■ WORK REQUIRED: Copy out every record below exactly as written, but leave out any pictures.

◆ ◆ ◆ ◆ ◆ ◆ ◆

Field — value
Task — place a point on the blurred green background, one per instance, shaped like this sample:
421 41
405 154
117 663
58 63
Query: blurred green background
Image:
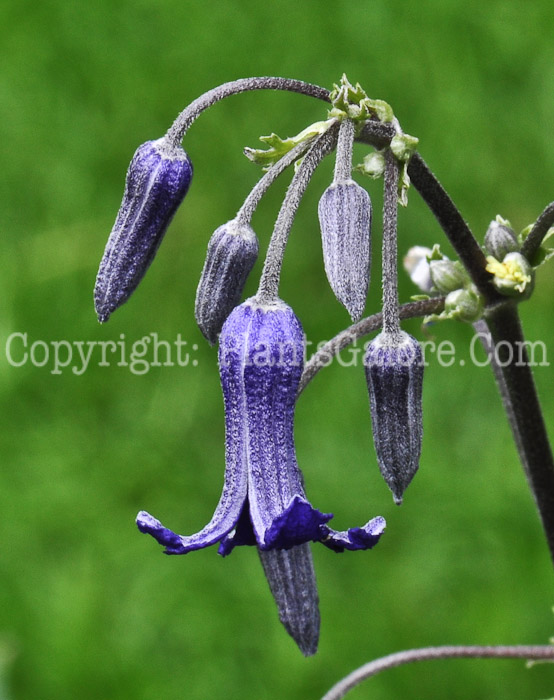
89 608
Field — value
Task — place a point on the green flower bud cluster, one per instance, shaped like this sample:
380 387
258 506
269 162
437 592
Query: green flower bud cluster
434 273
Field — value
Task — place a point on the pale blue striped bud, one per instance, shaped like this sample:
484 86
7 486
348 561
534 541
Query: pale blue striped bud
232 252
345 219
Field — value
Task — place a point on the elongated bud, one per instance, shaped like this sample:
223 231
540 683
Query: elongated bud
157 180
394 374
232 252
500 240
345 219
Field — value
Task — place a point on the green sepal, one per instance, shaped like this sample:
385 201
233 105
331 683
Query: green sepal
279 147
352 101
461 305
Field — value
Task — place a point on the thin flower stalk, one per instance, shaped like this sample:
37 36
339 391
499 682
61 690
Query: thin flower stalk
269 282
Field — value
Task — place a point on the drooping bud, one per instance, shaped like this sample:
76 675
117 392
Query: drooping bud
447 275
394 374
464 305
232 252
157 180
416 264
345 219
500 239
514 276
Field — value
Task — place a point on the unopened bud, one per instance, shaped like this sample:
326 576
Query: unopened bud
447 275
345 219
232 252
157 180
394 374
500 240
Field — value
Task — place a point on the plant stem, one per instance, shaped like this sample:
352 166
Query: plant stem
521 402
538 232
453 224
268 289
391 322
535 653
343 162
194 109
245 213
350 335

◆ ◆ ◆ ◆ ◆ ◆ ◆

■ SOLUTION TO THIS PROBLEM:
Field — value
Task — place a point on the blurred green background, one per instance, shaped like this sample:
421 41
405 154
117 663
58 63
Query: blurred green background
Image:
89 608
Field — value
Task — place a point on the green flower bud cluster, one per instance, shaped like this sample:
380 387
258 506
269 162
437 592
Query: green flower bud cluster
434 273
Field — value
Task — place a point on the pale blue striped bud, one per instance, shaped like this sample:
484 86
7 486
348 561
534 541
Query: pale blue striped bud
232 252
345 219
Field — value
Task — place a point on the elongated bud, one per instance, shaped like this sample:
223 231
540 683
Query: elongated bud
157 180
394 374
232 252
500 240
345 219
Field — value
Task — place a point on the green sepal, one per instance, shaped like this sample:
385 201
233 105
331 683
Query: green sepal
279 147
352 101
461 305
Field — value
Task — place a point on the thin flower stalk, one per instance, shaped like this sample:
37 36
339 391
499 682
61 690
Query: thin flower stalk
269 282
Field — value
Task — place a point on the drooping bud, one per instance, shaped like this sample:
76 675
117 392
Query: drooping bud
447 275
394 374
464 305
232 252
157 180
416 264
345 219
500 239
514 276
Field — value
Task — place a point on the unopened bud, one per instance, shaped like this sample:
326 576
Query: unopened bud
447 275
345 219
232 252
157 180
394 374
500 240
Field — value
Task — place a point on the plant stem, one per instance, shaped like this sample:
352 166
Query: plant stem
521 402
538 232
453 224
268 289
391 322
535 653
343 162
194 109
245 213
350 335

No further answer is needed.